=== Supplied entries ===

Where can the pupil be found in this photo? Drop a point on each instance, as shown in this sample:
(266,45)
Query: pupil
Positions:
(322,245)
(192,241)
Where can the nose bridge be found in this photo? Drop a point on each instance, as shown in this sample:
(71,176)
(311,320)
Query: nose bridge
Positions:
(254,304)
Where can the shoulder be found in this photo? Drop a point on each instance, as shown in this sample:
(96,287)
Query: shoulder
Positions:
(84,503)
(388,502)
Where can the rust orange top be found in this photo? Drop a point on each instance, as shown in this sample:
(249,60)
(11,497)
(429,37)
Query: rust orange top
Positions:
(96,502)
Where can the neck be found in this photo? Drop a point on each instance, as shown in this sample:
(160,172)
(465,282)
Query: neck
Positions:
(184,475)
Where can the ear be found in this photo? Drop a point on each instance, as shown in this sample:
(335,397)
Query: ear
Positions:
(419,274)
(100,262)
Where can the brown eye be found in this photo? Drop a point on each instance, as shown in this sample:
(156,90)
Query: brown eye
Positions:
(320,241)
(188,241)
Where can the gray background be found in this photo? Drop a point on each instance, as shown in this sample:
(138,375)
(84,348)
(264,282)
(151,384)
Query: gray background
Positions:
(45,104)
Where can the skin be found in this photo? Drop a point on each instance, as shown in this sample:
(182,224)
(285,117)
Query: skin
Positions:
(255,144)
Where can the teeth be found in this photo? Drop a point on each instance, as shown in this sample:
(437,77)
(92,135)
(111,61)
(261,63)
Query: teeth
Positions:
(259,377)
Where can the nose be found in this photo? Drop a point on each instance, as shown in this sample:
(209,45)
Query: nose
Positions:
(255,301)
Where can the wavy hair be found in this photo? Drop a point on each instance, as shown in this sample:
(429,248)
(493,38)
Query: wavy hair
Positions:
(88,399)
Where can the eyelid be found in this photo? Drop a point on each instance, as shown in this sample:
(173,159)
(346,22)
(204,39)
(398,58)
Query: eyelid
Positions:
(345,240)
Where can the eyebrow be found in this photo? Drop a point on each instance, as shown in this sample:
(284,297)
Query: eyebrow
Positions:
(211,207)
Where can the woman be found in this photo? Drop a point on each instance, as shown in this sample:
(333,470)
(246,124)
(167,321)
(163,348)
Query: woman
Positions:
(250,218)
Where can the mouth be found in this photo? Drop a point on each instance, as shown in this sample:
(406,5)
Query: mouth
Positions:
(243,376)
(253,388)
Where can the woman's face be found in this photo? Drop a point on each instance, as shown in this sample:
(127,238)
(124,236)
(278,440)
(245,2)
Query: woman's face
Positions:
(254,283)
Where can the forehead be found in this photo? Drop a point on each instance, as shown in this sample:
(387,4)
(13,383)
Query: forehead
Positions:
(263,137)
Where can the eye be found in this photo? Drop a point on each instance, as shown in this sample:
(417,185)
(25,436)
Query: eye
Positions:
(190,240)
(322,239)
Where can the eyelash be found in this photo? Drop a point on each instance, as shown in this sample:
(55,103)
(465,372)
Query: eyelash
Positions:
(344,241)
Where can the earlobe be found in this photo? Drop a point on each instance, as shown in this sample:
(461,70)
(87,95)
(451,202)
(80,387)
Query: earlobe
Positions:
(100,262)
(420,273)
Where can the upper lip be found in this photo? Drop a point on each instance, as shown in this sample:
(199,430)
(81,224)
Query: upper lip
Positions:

===

== Job ==
Copy verbatim the stretch from the line containing "Where can the forehead" through the end of the listing, including both ends.

== Solution to this exercise ==
Where can the forehead be found in this photo? Drop a point on each instance, as shown in this sample:
(387,4)
(13,383)
Query: forehead
Positions:
(263,137)
Where can the eye be found in this photo? Drop a point on each instance, as shown in this sample:
(417,185)
(25,436)
Query: eye
Positions:
(190,240)
(322,239)
Where can the eyelash be found in this photo? Drop a point on each instance, as shown in this sample:
(55,103)
(465,372)
Query: eyelash
Positions:
(344,241)
Where can the earlobe be found in this photo? Drop a point on each instance, as shown in this sample:
(461,70)
(87,95)
(451,202)
(80,387)
Query: earlobe
Positions:
(100,262)
(420,273)
Where can the upper lip be found in this photo? Drop a point on each instance, as shown in this sample:
(199,430)
(81,224)
Query: upper lip
Positions:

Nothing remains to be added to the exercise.